* [TASK DIRECTIONS]: Print, exactly as they appear in the listing below, the lines from the line with "point(805, 907)" to the line with "point(62, 3)", with both end lines kept.

GIVEN RECORDS below:

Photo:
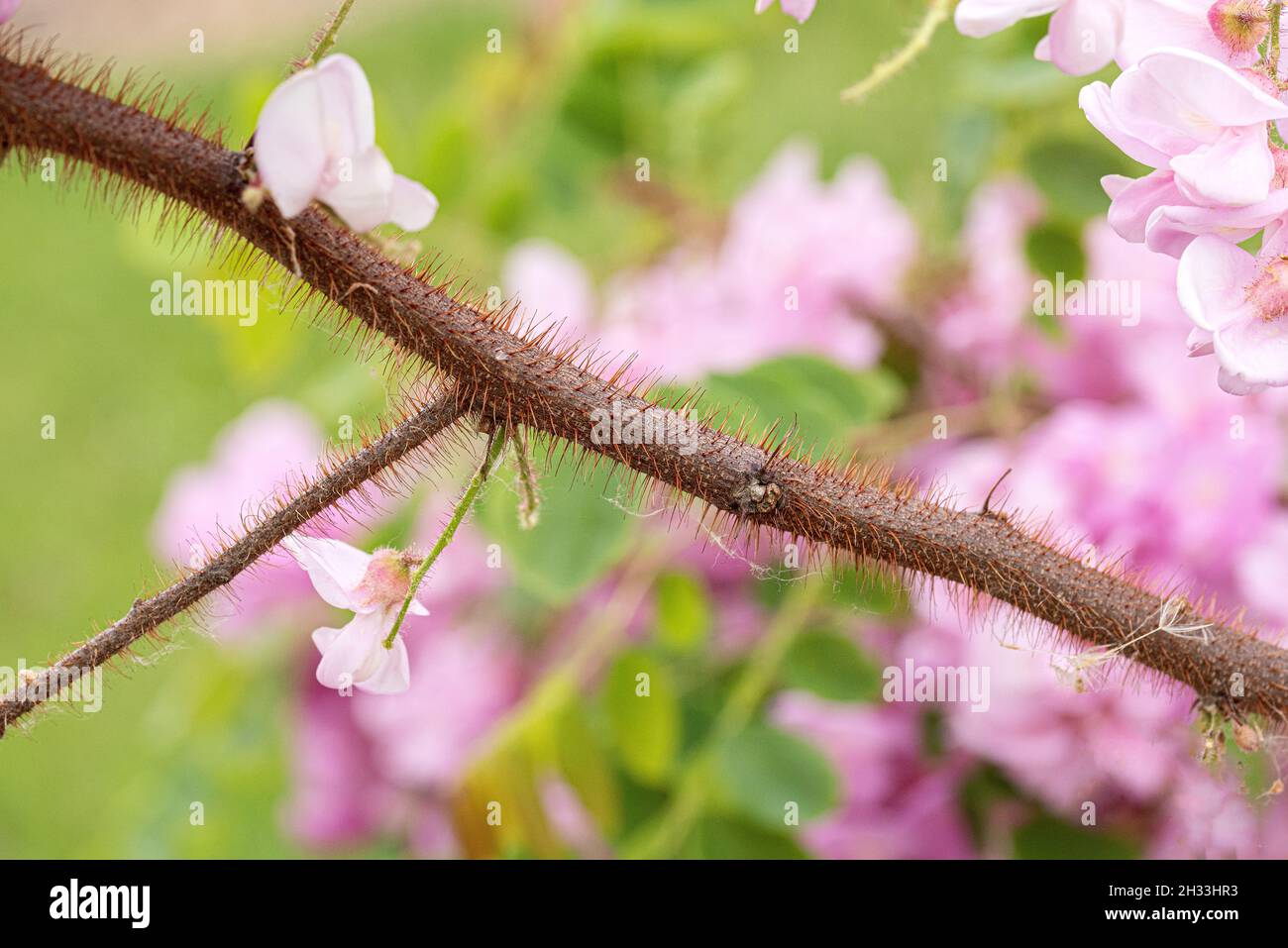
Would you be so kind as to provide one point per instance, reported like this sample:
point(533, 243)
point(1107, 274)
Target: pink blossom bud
point(1240, 25)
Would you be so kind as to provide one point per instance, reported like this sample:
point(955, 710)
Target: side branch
point(147, 614)
point(523, 381)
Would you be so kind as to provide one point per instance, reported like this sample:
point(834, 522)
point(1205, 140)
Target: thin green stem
point(496, 443)
point(327, 39)
point(695, 782)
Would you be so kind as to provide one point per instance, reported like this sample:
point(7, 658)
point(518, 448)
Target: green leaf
point(828, 402)
point(580, 535)
point(721, 837)
point(683, 612)
point(643, 708)
point(1068, 174)
point(769, 776)
point(1048, 837)
point(832, 668)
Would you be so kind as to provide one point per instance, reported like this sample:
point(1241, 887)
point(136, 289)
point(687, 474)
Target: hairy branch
point(524, 380)
point(147, 614)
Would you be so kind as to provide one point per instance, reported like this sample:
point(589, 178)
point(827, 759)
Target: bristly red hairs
point(519, 373)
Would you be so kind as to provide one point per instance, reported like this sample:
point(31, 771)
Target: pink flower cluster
point(800, 265)
point(1199, 101)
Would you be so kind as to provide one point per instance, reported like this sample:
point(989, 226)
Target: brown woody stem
point(147, 614)
point(518, 380)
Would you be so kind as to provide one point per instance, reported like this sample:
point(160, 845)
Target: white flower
point(374, 587)
point(316, 138)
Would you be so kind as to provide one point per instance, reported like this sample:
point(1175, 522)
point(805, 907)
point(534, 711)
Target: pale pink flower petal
point(1253, 351)
point(316, 138)
point(1085, 35)
point(361, 196)
point(334, 567)
point(290, 143)
point(356, 657)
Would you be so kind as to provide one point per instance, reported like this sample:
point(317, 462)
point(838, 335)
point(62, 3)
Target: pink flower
point(802, 9)
point(1262, 572)
point(1083, 37)
point(465, 682)
point(550, 282)
point(316, 138)
point(1189, 114)
point(1237, 303)
point(373, 586)
point(1151, 25)
point(252, 458)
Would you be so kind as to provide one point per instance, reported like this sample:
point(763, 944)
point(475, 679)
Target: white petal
point(351, 657)
point(393, 674)
point(290, 143)
point(983, 17)
point(364, 192)
point(347, 106)
point(335, 569)
point(411, 205)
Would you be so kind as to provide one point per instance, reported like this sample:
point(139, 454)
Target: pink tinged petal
point(1085, 35)
point(1149, 25)
point(1253, 351)
point(411, 205)
point(1136, 198)
point(1235, 170)
point(356, 653)
point(802, 9)
point(334, 567)
point(1211, 282)
point(325, 638)
point(983, 17)
point(348, 108)
point(1209, 93)
point(362, 189)
point(290, 143)
point(1234, 385)
point(1171, 228)
point(1098, 102)
point(1199, 343)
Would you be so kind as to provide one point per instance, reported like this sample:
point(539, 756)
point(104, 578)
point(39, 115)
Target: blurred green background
point(533, 142)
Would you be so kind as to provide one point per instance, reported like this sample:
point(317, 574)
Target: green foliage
point(832, 668)
point(767, 776)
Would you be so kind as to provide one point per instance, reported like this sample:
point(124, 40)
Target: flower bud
point(386, 579)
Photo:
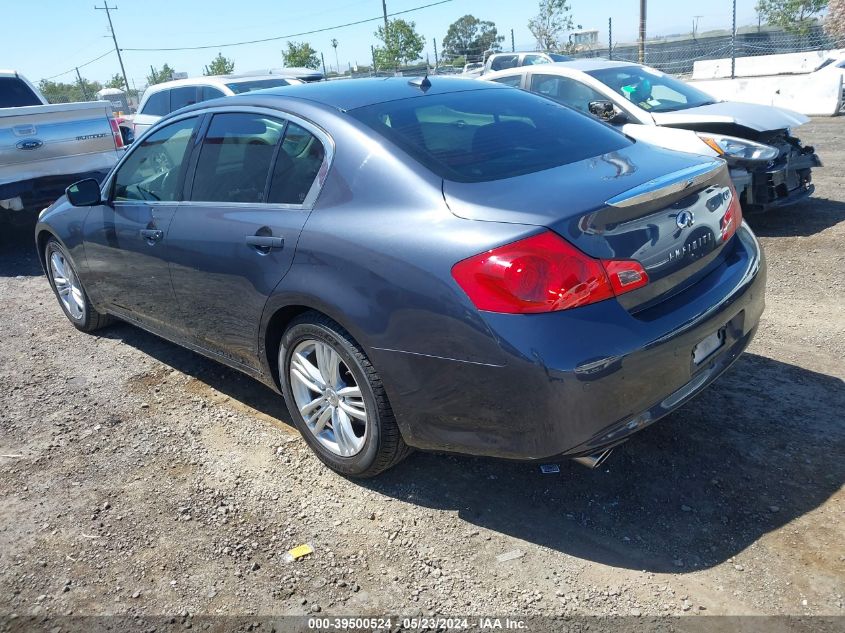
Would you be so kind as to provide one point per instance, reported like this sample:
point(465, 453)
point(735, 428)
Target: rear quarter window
point(14, 93)
point(158, 104)
point(489, 134)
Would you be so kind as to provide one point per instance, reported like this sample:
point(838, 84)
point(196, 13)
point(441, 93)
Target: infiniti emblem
point(685, 219)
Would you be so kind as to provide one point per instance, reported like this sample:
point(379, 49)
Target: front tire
point(69, 291)
point(336, 398)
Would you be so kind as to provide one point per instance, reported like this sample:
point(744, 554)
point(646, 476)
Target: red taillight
point(733, 217)
point(543, 273)
point(115, 130)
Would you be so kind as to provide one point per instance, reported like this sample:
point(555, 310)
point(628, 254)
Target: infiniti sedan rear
point(435, 264)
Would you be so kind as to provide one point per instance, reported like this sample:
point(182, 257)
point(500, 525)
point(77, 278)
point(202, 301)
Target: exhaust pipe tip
point(595, 460)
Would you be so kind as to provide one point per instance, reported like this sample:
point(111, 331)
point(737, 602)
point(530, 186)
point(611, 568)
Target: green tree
point(220, 66)
point(549, 25)
point(116, 81)
point(470, 36)
point(795, 16)
point(835, 22)
point(400, 45)
point(160, 76)
point(300, 55)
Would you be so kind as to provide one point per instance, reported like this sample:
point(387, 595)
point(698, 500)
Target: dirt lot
point(139, 478)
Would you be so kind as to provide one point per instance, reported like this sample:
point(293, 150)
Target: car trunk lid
point(662, 209)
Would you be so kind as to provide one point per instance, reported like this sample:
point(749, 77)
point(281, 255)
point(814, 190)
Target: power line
point(96, 59)
point(286, 37)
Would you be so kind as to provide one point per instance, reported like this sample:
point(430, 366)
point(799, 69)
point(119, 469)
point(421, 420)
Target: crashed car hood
point(756, 117)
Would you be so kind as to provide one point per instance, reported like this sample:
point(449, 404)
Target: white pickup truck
point(44, 148)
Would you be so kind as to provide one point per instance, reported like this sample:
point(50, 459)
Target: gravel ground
point(139, 478)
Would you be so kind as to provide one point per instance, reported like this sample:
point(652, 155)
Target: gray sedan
point(439, 264)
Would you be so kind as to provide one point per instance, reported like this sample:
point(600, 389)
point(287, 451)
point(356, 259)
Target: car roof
point(214, 80)
point(349, 94)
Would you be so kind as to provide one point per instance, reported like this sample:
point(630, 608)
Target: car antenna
point(423, 84)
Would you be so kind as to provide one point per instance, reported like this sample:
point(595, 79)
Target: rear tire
point(338, 379)
point(69, 291)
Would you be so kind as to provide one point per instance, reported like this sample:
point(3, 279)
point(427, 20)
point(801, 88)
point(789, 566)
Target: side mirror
point(606, 111)
point(85, 193)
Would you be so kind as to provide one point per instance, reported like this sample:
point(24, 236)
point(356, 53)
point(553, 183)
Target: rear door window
point(157, 104)
point(183, 96)
point(489, 134)
point(235, 158)
point(501, 62)
point(14, 93)
point(530, 60)
point(297, 165)
point(153, 170)
point(513, 80)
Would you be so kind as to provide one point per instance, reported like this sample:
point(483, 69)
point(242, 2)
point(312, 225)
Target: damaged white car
point(769, 165)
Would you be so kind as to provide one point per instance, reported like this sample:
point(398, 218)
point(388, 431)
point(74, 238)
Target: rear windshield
point(15, 93)
point(259, 84)
point(482, 135)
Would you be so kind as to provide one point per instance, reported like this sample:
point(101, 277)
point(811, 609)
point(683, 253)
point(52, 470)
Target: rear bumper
point(573, 382)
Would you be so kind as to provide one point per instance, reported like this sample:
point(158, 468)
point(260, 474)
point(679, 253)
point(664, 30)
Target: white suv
point(162, 99)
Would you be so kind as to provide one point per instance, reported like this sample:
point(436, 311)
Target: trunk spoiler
point(667, 186)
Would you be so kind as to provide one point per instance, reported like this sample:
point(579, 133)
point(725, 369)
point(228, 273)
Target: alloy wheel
point(67, 286)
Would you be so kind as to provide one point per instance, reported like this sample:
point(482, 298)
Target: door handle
point(152, 235)
point(265, 241)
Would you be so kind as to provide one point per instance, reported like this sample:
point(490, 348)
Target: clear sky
point(52, 36)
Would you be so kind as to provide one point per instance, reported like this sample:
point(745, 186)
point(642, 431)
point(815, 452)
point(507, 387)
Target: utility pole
point(733, 43)
point(81, 84)
point(107, 8)
point(336, 62)
point(641, 55)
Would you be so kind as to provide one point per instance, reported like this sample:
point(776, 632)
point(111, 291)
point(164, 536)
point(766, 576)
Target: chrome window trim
point(313, 128)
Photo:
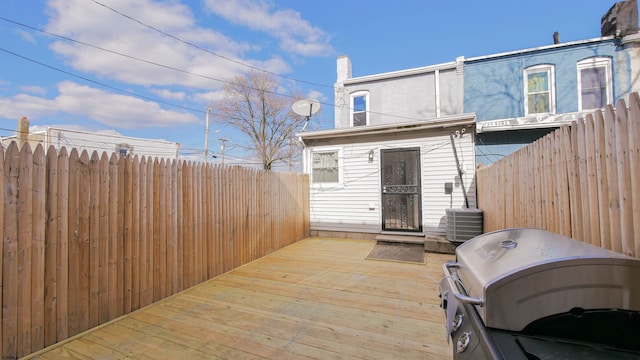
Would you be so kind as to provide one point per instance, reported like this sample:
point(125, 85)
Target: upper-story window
point(539, 90)
point(325, 166)
point(360, 108)
point(595, 89)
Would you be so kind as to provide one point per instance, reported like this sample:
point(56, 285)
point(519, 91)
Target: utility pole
point(222, 141)
point(206, 135)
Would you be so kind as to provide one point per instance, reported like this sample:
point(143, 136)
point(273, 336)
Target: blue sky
point(176, 70)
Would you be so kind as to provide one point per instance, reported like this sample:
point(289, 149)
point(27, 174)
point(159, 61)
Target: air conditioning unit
point(464, 224)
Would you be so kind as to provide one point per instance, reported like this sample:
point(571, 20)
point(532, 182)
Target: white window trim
point(552, 87)
point(340, 166)
point(352, 107)
point(598, 61)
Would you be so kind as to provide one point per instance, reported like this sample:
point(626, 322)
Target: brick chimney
point(23, 131)
point(343, 68)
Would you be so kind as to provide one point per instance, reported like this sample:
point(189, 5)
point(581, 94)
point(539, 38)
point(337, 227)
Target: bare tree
point(253, 105)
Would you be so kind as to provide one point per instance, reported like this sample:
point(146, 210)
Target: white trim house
point(401, 154)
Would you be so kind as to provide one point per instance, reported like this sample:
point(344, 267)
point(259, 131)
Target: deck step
point(433, 243)
point(439, 244)
point(401, 239)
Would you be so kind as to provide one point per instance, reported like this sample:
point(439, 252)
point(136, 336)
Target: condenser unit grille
point(464, 224)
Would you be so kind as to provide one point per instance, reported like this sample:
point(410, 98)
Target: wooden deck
point(316, 299)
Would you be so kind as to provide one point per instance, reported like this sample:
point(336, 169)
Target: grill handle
point(454, 287)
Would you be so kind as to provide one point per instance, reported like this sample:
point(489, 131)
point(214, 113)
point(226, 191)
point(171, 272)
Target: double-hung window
point(539, 90)
point(359, 108)
point(595, 89)
point(325, 166)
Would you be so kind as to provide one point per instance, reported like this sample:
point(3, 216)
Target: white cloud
point(37, 90)
point(113, 110)
point(296, 35)
point(170, 95)
point(93, 24)
point(27, 36)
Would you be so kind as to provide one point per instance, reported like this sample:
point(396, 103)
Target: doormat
point(400, 252)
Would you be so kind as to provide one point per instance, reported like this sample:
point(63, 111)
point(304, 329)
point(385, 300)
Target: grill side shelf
point(454, 288)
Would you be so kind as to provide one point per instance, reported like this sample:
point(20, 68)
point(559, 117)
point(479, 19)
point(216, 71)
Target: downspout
point(455, 154)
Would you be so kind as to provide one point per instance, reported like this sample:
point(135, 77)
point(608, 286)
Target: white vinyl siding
point(595, 88)
point(355, 204)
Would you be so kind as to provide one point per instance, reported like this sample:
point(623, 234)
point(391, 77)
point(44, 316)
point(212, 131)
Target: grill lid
point(516, 276)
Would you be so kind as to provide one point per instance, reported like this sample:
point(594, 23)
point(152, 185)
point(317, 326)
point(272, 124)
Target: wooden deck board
point(316, 299)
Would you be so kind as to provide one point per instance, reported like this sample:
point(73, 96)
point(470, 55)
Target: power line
point(206, 50)
point(166, 67)
point(100, 83)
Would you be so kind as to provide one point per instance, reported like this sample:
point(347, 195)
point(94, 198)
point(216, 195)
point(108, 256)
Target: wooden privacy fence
point(88, 239)
point(581, 181)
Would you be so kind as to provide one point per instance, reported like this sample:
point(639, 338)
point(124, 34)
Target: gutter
point(395, 128)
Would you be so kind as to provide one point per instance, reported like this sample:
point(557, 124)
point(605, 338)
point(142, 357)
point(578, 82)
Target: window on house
point(538, 89)
point(359, 108)
point(325, 167)
point(594, 83)
point(124, 149)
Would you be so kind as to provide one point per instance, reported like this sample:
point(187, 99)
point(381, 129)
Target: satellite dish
point(306, 107)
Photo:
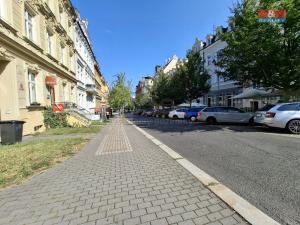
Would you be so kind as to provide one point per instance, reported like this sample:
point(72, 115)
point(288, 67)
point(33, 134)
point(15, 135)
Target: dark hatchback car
point(161, 113)
point(192, 113)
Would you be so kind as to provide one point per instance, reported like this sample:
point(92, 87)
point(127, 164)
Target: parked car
point(222, 114)
point(138, 112)
point(177, 113)
point(192, 113)
point(148, 112)
point(284, 115)
point(260, 115)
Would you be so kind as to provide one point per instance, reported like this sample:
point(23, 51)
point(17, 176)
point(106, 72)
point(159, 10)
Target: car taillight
point(270, 114)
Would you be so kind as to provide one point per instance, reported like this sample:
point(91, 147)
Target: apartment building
point(170, 65)
point(85, 71)
point(144, 86)
point(37, 59)
point(223, 91)
point(102, 90)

End of GIVEN RECORDS.

* [RESULT]:
point(805, 907)
point(534, 711)
Target: pale pink flower petal
point(1253, 351)
point(316, 138)
point(1085, 35)
point(361, 196)
point(334, 567)
point(290, 143)
point(356, 657)
Would you be so kind as to provide one point per instance, reported like this sample:
point(317, 462)
point(838, 335)
point(62, 3)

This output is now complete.